▶ [WHAT YOU SHOULD DO]:
Pick out each line in the listing below that contains the string "blue", and copy those lines in full.

[Data records]
---

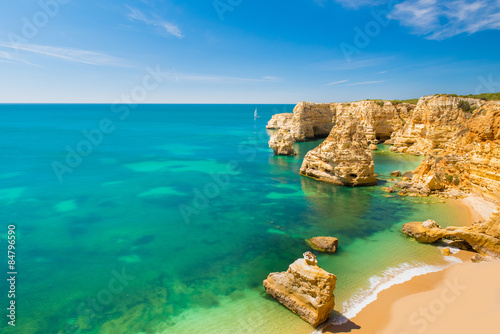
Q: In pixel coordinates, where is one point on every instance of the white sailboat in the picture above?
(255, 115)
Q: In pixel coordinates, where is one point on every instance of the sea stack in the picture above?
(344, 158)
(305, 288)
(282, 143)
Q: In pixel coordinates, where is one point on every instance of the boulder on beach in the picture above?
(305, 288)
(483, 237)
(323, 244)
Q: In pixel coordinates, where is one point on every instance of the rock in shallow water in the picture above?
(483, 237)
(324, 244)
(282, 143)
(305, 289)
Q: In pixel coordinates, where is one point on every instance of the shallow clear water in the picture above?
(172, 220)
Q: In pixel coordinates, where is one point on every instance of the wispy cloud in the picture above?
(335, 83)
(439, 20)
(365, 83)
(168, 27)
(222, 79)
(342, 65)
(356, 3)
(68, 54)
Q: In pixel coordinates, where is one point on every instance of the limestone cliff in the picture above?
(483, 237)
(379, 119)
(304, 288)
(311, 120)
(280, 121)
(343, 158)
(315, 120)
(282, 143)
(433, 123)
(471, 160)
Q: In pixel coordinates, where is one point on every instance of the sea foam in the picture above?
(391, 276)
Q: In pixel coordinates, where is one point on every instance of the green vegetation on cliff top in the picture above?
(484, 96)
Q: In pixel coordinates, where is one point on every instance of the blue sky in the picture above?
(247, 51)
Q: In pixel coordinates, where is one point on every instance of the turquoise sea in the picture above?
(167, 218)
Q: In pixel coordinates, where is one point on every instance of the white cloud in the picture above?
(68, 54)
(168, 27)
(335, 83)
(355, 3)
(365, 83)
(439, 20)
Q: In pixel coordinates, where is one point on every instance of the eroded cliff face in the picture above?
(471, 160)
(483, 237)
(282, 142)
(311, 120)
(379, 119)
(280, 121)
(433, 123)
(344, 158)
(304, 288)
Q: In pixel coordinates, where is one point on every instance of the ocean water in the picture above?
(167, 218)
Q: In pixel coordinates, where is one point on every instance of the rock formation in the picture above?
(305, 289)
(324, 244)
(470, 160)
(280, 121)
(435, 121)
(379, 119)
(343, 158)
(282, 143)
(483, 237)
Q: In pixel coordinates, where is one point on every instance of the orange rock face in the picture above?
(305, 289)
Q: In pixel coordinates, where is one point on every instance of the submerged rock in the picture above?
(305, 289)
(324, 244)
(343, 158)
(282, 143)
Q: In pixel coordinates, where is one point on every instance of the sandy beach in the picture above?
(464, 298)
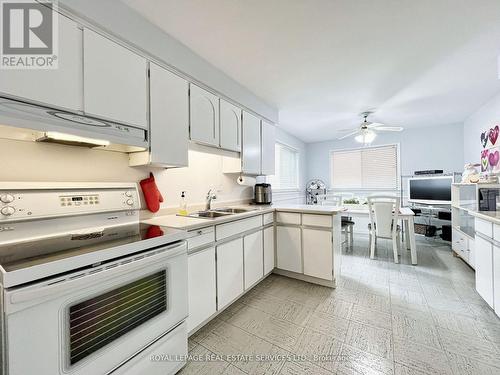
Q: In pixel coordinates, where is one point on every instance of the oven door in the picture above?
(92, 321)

---

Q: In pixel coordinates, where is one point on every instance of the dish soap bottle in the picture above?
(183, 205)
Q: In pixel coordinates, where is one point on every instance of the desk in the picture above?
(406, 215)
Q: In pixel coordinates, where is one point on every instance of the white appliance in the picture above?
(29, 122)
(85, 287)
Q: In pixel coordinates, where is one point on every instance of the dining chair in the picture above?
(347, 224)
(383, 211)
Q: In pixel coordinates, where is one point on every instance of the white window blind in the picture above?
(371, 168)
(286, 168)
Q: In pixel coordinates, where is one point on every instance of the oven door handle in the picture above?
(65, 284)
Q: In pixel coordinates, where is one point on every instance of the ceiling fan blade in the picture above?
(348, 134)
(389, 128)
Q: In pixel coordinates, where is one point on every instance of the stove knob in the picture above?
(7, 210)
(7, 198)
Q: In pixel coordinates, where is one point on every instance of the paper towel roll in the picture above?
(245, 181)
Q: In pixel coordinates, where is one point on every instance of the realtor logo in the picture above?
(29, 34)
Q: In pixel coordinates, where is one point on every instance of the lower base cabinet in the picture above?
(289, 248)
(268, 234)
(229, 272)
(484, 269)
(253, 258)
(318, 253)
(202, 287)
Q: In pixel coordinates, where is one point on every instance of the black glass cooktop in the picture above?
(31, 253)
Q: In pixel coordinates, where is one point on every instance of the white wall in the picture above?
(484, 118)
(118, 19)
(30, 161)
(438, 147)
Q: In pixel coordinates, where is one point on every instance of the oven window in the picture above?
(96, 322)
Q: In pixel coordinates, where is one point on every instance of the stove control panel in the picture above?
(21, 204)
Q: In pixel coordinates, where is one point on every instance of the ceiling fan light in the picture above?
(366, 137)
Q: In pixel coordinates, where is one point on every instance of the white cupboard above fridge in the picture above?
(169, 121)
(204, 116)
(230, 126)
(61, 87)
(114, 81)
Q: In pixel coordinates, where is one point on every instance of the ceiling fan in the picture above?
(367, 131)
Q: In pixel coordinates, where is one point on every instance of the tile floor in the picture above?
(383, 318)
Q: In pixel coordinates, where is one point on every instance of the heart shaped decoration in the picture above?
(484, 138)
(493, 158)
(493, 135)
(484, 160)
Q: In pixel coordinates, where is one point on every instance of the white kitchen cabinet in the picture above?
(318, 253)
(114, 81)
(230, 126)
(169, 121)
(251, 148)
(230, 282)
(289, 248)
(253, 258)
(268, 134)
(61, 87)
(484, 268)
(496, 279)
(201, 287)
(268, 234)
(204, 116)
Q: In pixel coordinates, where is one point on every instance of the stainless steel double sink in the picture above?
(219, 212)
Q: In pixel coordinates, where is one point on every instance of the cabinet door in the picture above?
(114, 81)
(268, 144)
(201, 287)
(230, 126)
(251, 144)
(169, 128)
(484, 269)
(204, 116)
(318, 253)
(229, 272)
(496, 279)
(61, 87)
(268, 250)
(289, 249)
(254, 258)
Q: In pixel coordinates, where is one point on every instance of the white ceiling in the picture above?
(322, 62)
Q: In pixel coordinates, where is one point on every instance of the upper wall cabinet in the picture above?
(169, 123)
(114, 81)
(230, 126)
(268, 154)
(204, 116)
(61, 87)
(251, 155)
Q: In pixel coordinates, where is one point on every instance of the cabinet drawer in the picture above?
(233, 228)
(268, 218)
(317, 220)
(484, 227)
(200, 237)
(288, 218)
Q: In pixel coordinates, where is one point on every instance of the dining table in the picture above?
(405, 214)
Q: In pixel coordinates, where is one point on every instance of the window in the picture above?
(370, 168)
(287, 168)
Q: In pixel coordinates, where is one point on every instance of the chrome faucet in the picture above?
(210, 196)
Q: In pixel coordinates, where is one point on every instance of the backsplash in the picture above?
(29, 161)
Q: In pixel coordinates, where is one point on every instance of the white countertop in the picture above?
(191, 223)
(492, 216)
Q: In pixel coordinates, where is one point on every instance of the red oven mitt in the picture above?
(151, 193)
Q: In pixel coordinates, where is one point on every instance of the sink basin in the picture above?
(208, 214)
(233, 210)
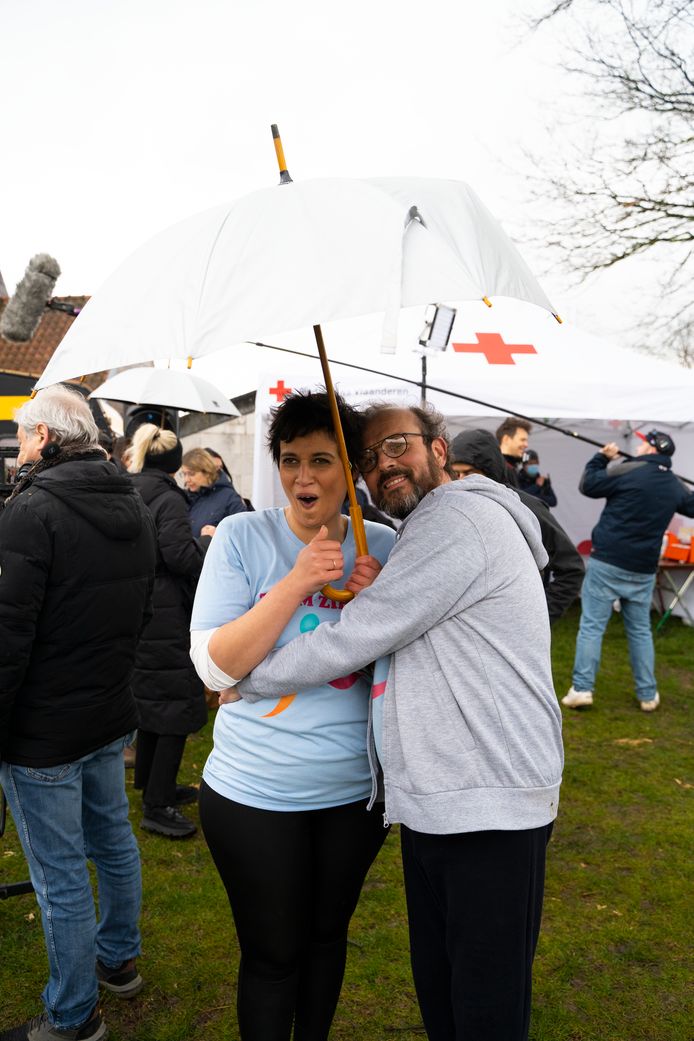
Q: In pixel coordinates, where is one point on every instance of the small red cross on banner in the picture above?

---

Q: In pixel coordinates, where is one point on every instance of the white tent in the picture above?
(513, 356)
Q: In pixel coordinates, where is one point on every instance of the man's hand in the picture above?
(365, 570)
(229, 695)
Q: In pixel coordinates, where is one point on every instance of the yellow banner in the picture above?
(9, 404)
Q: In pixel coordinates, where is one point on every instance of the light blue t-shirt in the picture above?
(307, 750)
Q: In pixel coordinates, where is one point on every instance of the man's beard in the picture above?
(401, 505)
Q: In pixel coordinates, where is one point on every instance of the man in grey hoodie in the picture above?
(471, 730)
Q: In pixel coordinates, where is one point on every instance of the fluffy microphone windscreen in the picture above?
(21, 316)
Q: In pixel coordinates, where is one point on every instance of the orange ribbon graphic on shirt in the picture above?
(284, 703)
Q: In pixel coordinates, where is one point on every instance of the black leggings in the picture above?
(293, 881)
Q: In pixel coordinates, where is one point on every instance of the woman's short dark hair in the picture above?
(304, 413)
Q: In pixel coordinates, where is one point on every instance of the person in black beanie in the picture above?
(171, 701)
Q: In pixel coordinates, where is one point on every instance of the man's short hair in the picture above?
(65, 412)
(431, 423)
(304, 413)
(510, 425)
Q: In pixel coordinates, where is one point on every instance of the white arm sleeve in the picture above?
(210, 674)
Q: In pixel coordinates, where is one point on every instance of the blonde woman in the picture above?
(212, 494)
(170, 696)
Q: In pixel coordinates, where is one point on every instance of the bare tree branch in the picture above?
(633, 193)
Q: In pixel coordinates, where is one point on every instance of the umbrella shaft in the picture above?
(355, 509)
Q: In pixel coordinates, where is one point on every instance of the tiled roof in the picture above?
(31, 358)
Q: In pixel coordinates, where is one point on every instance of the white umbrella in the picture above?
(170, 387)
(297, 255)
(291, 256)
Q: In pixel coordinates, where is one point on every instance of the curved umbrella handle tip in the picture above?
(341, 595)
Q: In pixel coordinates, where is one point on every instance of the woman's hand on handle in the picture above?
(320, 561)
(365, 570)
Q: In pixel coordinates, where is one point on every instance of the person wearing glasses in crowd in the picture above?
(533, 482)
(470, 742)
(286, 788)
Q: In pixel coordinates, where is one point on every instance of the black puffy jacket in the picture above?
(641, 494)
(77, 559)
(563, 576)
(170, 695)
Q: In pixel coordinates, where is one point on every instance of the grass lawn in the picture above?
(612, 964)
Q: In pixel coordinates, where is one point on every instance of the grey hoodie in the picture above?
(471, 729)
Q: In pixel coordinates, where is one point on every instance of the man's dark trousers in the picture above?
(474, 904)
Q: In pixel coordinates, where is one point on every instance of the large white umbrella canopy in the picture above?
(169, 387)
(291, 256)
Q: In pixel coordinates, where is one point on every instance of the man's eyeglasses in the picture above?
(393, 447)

---

▶ [COMPLETE ANSWER]:
Q: In pixel coordinates, where is one point on every instance of the blue sky in the picture above?
Q: In pixel coordinates, where is one point on every instance of the light blue t-shirt in the picture above?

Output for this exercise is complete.